*What to work on*: The response should be a faithful copy of every record, with nothing left out.
------ Listed entries ------
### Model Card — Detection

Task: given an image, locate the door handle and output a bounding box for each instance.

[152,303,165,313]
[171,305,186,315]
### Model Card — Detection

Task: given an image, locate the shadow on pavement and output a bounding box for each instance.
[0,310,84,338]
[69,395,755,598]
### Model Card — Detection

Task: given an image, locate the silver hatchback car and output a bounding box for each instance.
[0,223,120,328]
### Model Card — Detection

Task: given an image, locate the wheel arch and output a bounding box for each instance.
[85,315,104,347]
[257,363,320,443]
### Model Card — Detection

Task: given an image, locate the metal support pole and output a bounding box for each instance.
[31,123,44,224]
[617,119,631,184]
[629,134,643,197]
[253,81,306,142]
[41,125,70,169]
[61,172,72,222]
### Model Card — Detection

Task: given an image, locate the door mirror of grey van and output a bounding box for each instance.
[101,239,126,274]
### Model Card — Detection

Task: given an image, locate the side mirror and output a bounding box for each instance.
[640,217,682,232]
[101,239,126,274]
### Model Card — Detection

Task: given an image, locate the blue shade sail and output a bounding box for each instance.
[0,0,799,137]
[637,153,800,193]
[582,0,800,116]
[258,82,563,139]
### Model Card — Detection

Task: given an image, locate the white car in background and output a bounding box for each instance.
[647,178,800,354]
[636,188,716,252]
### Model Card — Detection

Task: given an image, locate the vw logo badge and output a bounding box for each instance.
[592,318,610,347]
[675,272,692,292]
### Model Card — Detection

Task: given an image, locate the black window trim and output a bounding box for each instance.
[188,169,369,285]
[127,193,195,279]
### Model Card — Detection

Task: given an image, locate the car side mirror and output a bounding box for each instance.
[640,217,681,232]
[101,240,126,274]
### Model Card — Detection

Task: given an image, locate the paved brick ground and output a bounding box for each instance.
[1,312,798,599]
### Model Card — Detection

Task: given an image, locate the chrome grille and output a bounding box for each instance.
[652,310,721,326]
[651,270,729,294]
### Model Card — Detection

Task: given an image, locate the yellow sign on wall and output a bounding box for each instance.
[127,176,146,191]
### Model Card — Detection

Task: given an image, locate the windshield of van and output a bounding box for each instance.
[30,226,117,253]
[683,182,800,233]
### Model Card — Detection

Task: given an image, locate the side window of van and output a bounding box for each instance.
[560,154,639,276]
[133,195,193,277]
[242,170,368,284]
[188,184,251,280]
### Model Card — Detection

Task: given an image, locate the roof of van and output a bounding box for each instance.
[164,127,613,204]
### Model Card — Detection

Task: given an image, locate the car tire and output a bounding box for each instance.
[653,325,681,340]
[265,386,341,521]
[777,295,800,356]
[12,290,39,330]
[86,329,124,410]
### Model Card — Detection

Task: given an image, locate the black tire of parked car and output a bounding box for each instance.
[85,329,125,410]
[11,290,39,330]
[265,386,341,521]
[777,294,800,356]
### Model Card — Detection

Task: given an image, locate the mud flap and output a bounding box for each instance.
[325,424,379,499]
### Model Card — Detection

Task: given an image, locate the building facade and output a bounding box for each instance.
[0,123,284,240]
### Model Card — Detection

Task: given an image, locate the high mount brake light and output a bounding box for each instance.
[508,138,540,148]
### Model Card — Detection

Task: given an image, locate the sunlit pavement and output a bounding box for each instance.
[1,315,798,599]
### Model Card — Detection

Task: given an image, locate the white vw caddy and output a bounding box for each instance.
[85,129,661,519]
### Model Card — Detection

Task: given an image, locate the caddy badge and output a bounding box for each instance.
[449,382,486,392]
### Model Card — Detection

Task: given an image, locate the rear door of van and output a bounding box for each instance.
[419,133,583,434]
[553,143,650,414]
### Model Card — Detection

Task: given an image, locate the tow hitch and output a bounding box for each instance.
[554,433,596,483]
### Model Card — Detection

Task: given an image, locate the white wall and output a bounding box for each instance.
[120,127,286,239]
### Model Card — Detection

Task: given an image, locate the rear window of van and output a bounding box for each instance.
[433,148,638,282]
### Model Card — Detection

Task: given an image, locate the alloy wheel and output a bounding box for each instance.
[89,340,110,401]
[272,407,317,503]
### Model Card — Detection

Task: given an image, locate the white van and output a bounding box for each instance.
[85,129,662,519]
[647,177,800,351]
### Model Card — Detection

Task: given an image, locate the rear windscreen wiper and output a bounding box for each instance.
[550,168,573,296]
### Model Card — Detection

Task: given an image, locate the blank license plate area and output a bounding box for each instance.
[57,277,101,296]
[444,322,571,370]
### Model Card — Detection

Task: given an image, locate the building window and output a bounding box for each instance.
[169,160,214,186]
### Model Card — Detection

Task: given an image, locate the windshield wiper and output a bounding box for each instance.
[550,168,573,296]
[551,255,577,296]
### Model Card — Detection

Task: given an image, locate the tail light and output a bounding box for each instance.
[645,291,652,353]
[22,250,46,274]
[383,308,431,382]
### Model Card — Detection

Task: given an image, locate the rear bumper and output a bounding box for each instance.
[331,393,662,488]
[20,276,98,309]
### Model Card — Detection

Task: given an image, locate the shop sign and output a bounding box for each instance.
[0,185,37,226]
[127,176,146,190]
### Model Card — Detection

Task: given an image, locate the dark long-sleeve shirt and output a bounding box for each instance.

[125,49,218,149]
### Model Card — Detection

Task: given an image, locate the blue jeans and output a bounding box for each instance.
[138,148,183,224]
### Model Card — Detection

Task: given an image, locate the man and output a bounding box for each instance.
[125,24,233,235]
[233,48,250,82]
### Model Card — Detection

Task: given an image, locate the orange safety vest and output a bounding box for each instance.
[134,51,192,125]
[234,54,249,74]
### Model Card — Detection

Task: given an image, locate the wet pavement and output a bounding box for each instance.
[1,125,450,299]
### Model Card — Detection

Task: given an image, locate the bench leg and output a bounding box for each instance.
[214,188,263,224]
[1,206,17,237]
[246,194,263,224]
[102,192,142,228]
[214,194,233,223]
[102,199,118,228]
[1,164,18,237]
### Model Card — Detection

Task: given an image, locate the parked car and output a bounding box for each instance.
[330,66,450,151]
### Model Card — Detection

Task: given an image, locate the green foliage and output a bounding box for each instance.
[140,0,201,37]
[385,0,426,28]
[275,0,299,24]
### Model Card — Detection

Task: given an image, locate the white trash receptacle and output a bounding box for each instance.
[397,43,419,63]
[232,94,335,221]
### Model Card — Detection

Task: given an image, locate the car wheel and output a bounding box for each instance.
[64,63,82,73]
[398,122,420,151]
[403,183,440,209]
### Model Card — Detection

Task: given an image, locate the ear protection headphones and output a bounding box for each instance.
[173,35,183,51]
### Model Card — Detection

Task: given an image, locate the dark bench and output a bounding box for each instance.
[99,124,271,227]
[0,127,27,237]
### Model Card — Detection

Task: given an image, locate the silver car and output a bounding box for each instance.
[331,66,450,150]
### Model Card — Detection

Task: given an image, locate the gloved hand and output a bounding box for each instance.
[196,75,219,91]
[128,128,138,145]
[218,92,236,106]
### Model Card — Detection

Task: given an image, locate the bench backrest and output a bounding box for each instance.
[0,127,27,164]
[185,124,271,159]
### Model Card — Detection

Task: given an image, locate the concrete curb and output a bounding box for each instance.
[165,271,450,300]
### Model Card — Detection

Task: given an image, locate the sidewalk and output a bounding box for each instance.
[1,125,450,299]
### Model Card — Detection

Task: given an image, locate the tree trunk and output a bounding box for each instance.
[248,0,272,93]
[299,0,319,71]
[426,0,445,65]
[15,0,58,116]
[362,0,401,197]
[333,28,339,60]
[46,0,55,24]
------
*Answer box*:
### Model Card — Detection

Task: given an image, locate the door handle and output a bounding box for each instance.

[152,303,165,313]
[171,305,186,315]
### Model Card — Detection

Task: given an image, locate the shadow on pavement and output a bounding box for each instance.
[0,310,84,338]
[69,395,755,598]
### Model Card — Detection

Task: given an image, locate the silver hatchback car and output a bounding box for each instance.
[0,223,120,328]
### Model Card — Detection

Task: given an image, locate the wheel arch and output a bounding box for each instance.
[85,315,104,347]
[257,363,320,443]
### Model Card — Detection

Task: given an image, locate the metal support pole and output a bounding box for each instance.
[31,123,44,224]
[617,119,631,184]
[629,134,643,197]
[253,81,306,142]
[41,125,70,169]
[61,172,72,222]
### Model Card — Detection

Task: given an image, locate the door mirror of grey van and output a bounding box for each instance.
[101,239,126,274]
### Model Card — Detection

Task: given an image, locate the side mirror and output a bounding box for each instance.
[640,217,682,232]
[101,239,126,274]
### Model Card — Detection

Task: given an image, locate the blue shade sail and output a bounding box for each instance.
[0,0,799,137]
[637,153,800,193]
[582,0,800,116]
[258,82,563,139]
### Model Card — Detection

Task: given an image, locate the white car in background and output a bounding box for each instance.
[647,178,800,354]
[636,188,716,252]
### Model Card — Detection

Task: given an image, locate the vw logo badge and output a bounding box for each instance.
[592,318,610,347]
[675,272,692,292]
### Model Card — Detection

Task: given an image, locate the black window trim and output a bounding box for each instance.
[188,169,369,285]
[127,193,195,279]
### Model Card — Detection

Task: given an image, locate the car side mirror and output a bounding box for each instance.
[640,217,681,232]
[101,240,126,274]
### Model Card — Detection

Task: given an image, locate the paved brick ground and output a bounding box for each instance.
[1,312,798,599]
### Model Card — Detection

Task: given an image, locate the chrome grille and output a bounding box for each instance.
[652,310,721,326]
[651,270,729,294]
### Model Card — Detection

Task: given an image, locate the yellow sign on wall and output a bounding box for each instance.
[127,176,146,191]
### Model Card — Detection

Task: given an image, locate the windshield of van and output a bounding box for each instance.
[30,226,117,253]
[683,182,800,233]
### Model Card — Detection

Task: given an image, locate the side window of van and output a bounding box for each instance.
[560,154,639,276]
[133,195,193,277]
[242,170,368,284]
[188,184,251,280]
### Model Card — Detection

Task: given an image, locate the roof of van and output a bounding box for each instance.
[164,127,613,204]
### Model Card — Detection

Task: given an image, locate the car tire and output a bounding box for each instance.
[653,325,681,340]
[265,386,341,521]
[777,295,800,356]
[12,290,39,330]
[86,329,124,410]
### Model Card — Detection

Task: given an image, locate the black tire of parked car and output a bounding box for each instance.
[85,329,125,410]
[11,290,39,330]
[265,386,341,521]
[777,294,800,356]
### Model Card — Detection

Task: given an image, locate the mud flap and output a bounding box for each instance.
[325,424,379,499]
### Model Card — Detection

Task: given an image, locate the building facade and output a bounding box for each instance.
[0,123,284,240]
### Model Card — Detection

Task: given an image, locate the high mount brake light and output a bounding box for each instance.
[508,138,540,148]
### Model Card — Detection

Task: given an image, locate the sunlit pavement and output a bounding box for each instance.
[1,315,798,599]
### Model Card — Detection

Task: given an image, locate the white vw caddy and output a bounding box for each instance.
[85,129,661,519]
### Model Card — Detection

Task: given an image, locate the caddy badge and output a bounding box for each instance.
[449,382,486,392]
### Model Card — Detection

Task: given an image, locate the rear door of van and output a bounding box for each instance.
[419,133,583,434]
[553,143,650,414]
### Model Card — Detection

Task: given an image, locate the tow hitch and output a bounding box for each instance.
[554,433,596,483]
### Model Card — Detection

Task: given an image, locate the white wall and output a bounding box for each instance.
[120,127,286,239]
### Model Card — Detection

Task: given an image, locate the rear window of van and output a bounding box for each instance.
[433,148,638,282]
### Model Card — Detection

Task: given an image, locate the alloy wheel and output a bounding box for each instance.
[89,340,110,401]
[272,407,317,503]
### Model Card — Detection

Task: given an image, locate the white van and output a bounding box for each instance.
[85,129,662,519]
[647,177,800,351]
### Model Card — Detection

Task: given an image, locate the rear windscreen wiper and output a bounding box for each instance.
[550,168,573,296]
### Model Card — Detection

Task: given an image, locate the blank license plate area and output a bounding box for each instance.
[57,277,101,296]
[444,322,571,370]
### Model Card — Detection

Task: given an image, locate the building window and output a bounding box for each instance.
[169,160,214,186]
### Model Card — Detection

Task: given an image, locate the windshield wiper and output a bounding box for each instance.
[550,168,573,296]
[551,255,577,296]
### Model Card — Detection

Task: given an image, locate the tail light and output a bounding box for each instance.
[645,291,652,353]
[22,250,46,274]
[383,308,431,382]
### Model Card — Detection

Task: given an image, locate the rear bumper and output a bounding box for each instance.
[331,393,662,488]
[20,276,98,309]
### Model Card — Detection

Task: given an image, locate the shop sign and output a bounding box for each instance.
[0,185,37,226]
[127,176,146,190]
### Model Card — Detection

Task: given an image, locate the dark long-sleeve shirt and output a bounding box for each instance.

[125,49,218,149]
### Model Card — Detection

Task: given an image, locate the blue jeans and output a bounding box for each instance.
[138,148,183,224]
### Model Card — Detection

Task: given an image, locate the man and output a bounding box for each instance.
[125,24,233,235]
[233,48,250,82]
### Model Card — Detection

Task: given an image, locate the orange safety vest and output a bounding box for each instance.
[134,51,192,125]
[234,54,249,74]
### Model Card — Detection

Task: given an image, locate the wet pavement and output a bounding box for each instance.
[1,125,450,299]
### Model Card — Detection

Task: given an image, locate the bench leg and output a bounding box for each instance.
[214,188,263,224]
[1,206,17,237]
[246,194,263,224]
[102,192,142,228]
[214,194,233,223]
[102,199,118,228]
[1,164,18,237]
### Model Card — Detection

Task: given an image, locate the parked car and output a bounding box for each instance.
[330,66,450,151]
### Model Card — Detection

Task: given an image, locate the green foliage and output a bounding box for each instance.
[140,0,201,37]
[385,0,426,28]
[275,0,299,24]
### Model Card — Detection

Task: given an image, locate the white trash receptacle and output a bounding box for each instance.
[397,43,419,63]
[232,94,335,221]
### Model Card — Detection

Task: given an image, locate the car wheel and output a bounding box for each instance.
[64,63,82,73]
[398,122,420,151]
[403,183,440,209]
### Model Card — Detection

Task: given an image, locate the ear protection headphones and output a bounding box for each instance.
[173,35,183,51]
### Model Card — Detection

Task: given an image, locate the dark bench and output a bounding box for each instance.
[99,124,271,227]
[0,127,27,237]
### Model Card — Detection

Task: given an image, locate the silver car and output a bounding box for each instance.
[331,66,450,150]
### Model Card — Detection

Task: given an image, locate the gloved hand and output a bounding box for each instance.
[196,75,219,91]
[128,128,138,145]
[218,92,236,106]
### Model Card — Detection

Task: given an image, locate the bench backrest and output a bounding box for each instance.
[0,127,27,164]
[185,124,271,159]
### Model Card — Detection

Task: given an image, locate the concrete curb and output a bounding box for each instance.
[165,271,450,300]
### Model Card — Detection

Task: given an image, locate the sidewalk and output a bounding box for each instance.
[1,125,450,299]
### Model Card — Detection

Task: given an image, locate the tree trunk and output a bounding box for each instance.
[248,0,272,93]
[299,0,319,71]
[426,0,445,65]
[15,0,58,116]
[362,0,401,197]
[333,28,339,60]
[46,0,55,24]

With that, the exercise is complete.